Description of the task: Give again, word for word, every line below from the one that has "Given an <instance>" through the one that has "negative clicks: (684, 491) (820, 640)", both included, and no others.

[[ Records for the exercise open ]]

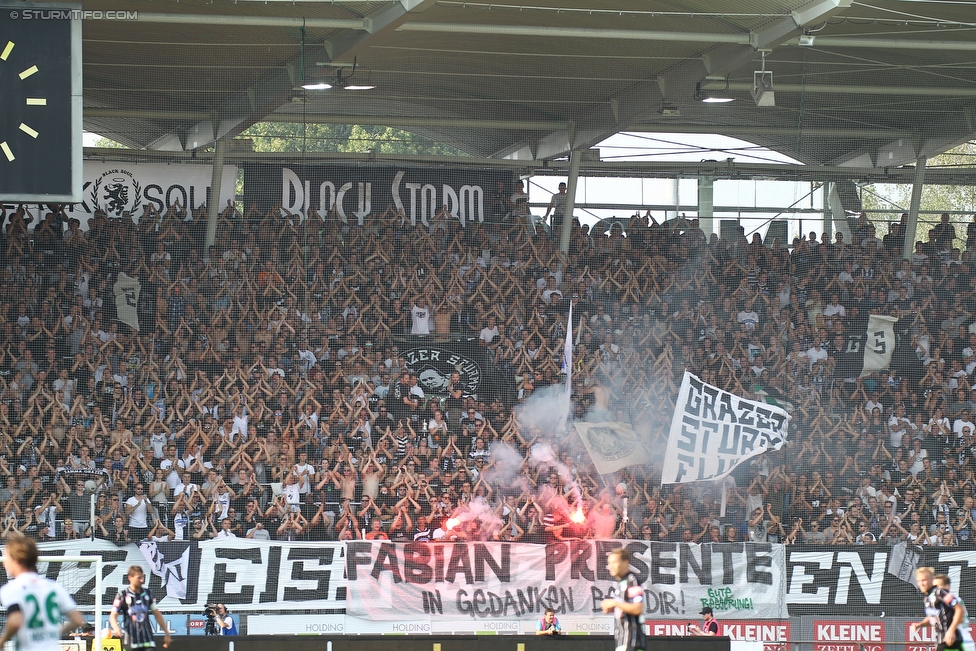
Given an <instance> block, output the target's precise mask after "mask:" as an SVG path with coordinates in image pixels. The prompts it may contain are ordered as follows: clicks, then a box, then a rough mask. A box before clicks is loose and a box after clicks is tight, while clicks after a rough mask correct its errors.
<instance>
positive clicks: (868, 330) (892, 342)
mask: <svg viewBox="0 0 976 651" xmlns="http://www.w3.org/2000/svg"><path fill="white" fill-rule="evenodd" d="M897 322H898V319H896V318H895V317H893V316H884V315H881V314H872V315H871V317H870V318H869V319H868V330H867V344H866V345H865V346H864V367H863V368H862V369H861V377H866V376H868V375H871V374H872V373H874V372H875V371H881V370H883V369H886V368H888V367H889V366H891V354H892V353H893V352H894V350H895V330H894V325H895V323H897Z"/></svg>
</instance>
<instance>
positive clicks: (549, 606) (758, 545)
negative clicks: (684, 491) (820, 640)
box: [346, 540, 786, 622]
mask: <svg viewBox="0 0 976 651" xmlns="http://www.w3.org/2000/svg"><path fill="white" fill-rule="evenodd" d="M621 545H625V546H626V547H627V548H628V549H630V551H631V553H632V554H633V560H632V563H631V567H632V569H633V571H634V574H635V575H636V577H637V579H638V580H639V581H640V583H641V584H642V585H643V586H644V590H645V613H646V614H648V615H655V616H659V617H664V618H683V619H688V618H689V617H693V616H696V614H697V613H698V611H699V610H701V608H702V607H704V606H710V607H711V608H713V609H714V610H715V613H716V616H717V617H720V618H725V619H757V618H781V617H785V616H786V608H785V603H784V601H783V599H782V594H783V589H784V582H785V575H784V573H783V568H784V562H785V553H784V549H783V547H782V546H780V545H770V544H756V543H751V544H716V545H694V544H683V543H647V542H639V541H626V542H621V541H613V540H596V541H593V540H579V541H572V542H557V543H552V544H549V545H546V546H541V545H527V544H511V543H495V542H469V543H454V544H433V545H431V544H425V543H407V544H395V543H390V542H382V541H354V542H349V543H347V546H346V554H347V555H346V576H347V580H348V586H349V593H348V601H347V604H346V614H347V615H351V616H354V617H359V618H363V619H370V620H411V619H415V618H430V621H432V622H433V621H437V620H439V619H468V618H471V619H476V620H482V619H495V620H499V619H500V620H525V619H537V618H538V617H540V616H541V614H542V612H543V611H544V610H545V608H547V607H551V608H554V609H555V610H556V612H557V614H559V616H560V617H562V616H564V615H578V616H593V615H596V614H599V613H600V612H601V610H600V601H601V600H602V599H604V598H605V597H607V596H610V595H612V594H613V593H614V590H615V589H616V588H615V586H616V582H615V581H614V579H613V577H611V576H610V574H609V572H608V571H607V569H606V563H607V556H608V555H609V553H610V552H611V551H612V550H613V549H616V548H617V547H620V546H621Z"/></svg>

[[ Records for the exercise closed ]]
[[ Records for the exercise open ]]

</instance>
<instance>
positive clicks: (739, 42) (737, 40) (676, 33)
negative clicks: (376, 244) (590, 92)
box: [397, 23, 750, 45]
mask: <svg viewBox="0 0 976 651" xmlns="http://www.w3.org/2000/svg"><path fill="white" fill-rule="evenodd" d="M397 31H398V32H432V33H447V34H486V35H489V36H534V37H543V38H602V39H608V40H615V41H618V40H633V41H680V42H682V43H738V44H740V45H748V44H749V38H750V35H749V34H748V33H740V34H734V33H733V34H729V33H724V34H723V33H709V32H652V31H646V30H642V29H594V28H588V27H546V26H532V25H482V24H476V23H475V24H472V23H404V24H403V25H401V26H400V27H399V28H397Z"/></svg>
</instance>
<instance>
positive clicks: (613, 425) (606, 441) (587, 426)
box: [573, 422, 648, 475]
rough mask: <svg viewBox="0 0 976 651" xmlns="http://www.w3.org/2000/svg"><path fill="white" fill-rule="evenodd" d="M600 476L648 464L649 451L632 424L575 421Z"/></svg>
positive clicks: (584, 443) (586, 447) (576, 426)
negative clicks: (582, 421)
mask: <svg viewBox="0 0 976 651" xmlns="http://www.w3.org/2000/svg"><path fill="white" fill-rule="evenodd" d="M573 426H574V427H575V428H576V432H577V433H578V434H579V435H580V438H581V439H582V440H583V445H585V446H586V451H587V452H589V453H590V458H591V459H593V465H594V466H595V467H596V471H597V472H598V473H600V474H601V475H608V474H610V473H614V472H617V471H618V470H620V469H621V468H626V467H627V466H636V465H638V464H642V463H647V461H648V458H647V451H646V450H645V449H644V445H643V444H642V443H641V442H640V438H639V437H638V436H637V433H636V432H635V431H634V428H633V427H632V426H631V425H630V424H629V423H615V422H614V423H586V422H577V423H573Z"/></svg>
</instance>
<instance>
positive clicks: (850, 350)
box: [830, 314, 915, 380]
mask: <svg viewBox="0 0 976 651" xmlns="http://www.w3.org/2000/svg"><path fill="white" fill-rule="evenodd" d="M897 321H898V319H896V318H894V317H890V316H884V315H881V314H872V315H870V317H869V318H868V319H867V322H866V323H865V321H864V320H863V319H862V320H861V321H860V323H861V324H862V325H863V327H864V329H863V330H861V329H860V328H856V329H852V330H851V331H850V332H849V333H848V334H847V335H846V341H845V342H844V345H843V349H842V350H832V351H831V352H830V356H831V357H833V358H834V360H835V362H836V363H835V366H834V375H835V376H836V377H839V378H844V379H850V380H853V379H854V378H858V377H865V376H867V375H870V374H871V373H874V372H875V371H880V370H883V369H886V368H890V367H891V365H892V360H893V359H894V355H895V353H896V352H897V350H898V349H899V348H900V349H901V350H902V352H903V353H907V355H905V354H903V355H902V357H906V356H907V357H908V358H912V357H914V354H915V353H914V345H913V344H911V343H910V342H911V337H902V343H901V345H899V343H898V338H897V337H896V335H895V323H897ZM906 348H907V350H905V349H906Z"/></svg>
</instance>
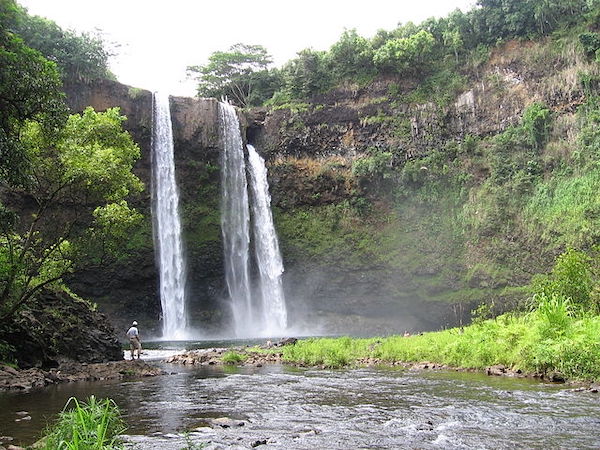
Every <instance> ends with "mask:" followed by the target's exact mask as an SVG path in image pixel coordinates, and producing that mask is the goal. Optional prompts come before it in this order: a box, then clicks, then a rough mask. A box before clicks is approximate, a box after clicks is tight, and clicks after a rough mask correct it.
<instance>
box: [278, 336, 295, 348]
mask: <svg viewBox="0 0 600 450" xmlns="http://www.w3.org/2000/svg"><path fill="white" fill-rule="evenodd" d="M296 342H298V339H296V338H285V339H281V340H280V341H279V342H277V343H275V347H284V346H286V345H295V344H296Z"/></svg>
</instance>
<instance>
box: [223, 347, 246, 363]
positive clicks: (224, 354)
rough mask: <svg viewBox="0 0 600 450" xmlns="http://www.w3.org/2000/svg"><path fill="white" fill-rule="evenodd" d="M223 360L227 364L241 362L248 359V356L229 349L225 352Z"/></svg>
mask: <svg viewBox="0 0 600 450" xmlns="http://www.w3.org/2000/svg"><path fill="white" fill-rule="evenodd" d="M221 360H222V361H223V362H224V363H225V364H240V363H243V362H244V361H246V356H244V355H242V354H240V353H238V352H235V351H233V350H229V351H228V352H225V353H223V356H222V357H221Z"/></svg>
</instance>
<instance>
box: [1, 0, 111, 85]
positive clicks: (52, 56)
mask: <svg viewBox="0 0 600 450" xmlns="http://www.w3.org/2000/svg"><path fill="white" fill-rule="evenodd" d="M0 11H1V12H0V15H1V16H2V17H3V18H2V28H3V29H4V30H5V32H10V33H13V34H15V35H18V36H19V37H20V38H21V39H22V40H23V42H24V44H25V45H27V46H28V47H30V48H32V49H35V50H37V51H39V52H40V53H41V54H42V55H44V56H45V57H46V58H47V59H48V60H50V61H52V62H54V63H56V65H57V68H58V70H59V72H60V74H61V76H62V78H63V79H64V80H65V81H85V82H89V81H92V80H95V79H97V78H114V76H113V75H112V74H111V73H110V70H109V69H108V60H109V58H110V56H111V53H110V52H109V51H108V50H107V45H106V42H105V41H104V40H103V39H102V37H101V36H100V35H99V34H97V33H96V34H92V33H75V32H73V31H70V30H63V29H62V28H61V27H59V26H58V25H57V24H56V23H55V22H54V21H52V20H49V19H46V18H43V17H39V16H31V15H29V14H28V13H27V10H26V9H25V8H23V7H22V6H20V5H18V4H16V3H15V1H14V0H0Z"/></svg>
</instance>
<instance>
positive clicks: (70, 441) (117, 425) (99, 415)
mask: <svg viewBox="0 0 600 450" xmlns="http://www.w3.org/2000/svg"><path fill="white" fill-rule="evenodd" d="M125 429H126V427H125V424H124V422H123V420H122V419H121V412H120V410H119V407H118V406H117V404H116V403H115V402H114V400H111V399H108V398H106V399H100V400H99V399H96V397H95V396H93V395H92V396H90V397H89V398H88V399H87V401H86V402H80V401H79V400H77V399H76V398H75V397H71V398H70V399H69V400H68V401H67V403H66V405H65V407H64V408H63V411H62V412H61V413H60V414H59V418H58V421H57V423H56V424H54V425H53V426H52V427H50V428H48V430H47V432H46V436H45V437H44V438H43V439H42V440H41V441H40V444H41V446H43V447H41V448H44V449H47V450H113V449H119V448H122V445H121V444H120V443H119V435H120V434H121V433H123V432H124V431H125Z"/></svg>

[[ Records for the exercise closed ]]

Finished exercise:
Given an <instance> block, output the target's precise mask after "mask:" as an SVG path with coordinates in image pixels. The prompts it may contain are ordered as follows: clicks, then a box, then a rough mask. A box before clicks is loose and a box after clicks is tight, while clicks after a rough mask correct its errors.
<instance>
positive clicks: (868, 330) (892, 342)
mask: <svg viewBox="0 0 976 651" xmlns="http://www.w3.org/2000/svg"><path fill="white" fill-rule="evenodd" d="M897 322H898V319H896V318H895V317H893V316H884V315H881V314H872V315H871V317H870V318H869V319H868V330H867V344H866V345H865V346H864V367H863V368H862V369H861V377H866V376H868V375H871V374H872V373H874V372H875V371H881V370H883V369H886V368H888V367H889V366H891V354H892V353H893V352H894V350H895V330H894V325H895V323H897Z"/></svg>
</instance>
<instance>
positive clicks: (549, 606) (758, 545)
negative clicks: (684, 491) (820, 640)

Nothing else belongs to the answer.